Task to carry out: Update the records below by changing every occurrence of "elderly person's hand" to "older adult's hand" and leaving all other text as it is.

Given records:
* * *

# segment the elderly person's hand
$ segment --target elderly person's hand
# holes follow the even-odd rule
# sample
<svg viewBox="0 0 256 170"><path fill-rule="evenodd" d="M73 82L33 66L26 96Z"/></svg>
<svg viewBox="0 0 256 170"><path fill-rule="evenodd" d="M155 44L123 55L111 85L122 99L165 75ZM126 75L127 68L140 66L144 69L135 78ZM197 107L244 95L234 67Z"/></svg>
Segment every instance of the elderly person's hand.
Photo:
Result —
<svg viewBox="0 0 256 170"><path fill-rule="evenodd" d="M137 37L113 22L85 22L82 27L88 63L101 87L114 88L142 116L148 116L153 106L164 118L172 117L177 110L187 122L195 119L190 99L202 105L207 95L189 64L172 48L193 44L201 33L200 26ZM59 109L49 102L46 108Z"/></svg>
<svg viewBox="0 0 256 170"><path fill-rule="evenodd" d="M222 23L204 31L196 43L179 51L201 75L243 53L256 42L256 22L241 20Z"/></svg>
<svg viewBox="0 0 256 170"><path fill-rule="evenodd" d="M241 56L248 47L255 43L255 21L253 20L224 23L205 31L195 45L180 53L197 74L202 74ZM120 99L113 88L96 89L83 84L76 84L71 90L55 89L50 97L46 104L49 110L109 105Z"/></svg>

* * *

Task output:
# segment the older adult's hand
$ segment --target older adult's hand
# holes follow the even-odd rule
# sample
<svg viewBox="0 0 256 170"><path fill-rule="evenodd" d="M73 82L33 66L26 96Z"/></svg>
<svg viewBox="0 0 256 170"><path fill-rule="evenodd" d="M155 44L123 55L111 85L122 99L165 75ZM126 75L127 68L140 66L144 69L135 78ZM197 107L244 95L234 67Z"/></svg>
Segment every instance of the older adult's hand.
Photo:
Result —
<svg viewBox="0 0 256 170"><path fill-rule="evenodd" d="M137 37L113 22L85 22L82 27L88 63L101 87L114 88L142 116L148 116L153 106L164 118L172 117L177 110L187 122L195 119L190 99L202 105L207 95L189 64L172 48L193 44L201 33L200 26ZM59 109L49 102L46 108Z"/></svg>
<svg viewBox="0 0 256 170"><path fill-rule="evenodd" d="M222 23L204 31L196 43L179 51L201 75L243 53L256 42L256 22L241 20Z"/></svg>
<svg viewBox="0 0 256 170"><path fill-rule="evenodd" d="M241 56L248 47L255 43L255 21L253 20L224 23L205 31L195 45L180 53L197 74L202 74ZM120 99L113 88L96 89L83 84L76 84L71 90L55 89L50 97L46 104L49 110L109 105Z"/></svg>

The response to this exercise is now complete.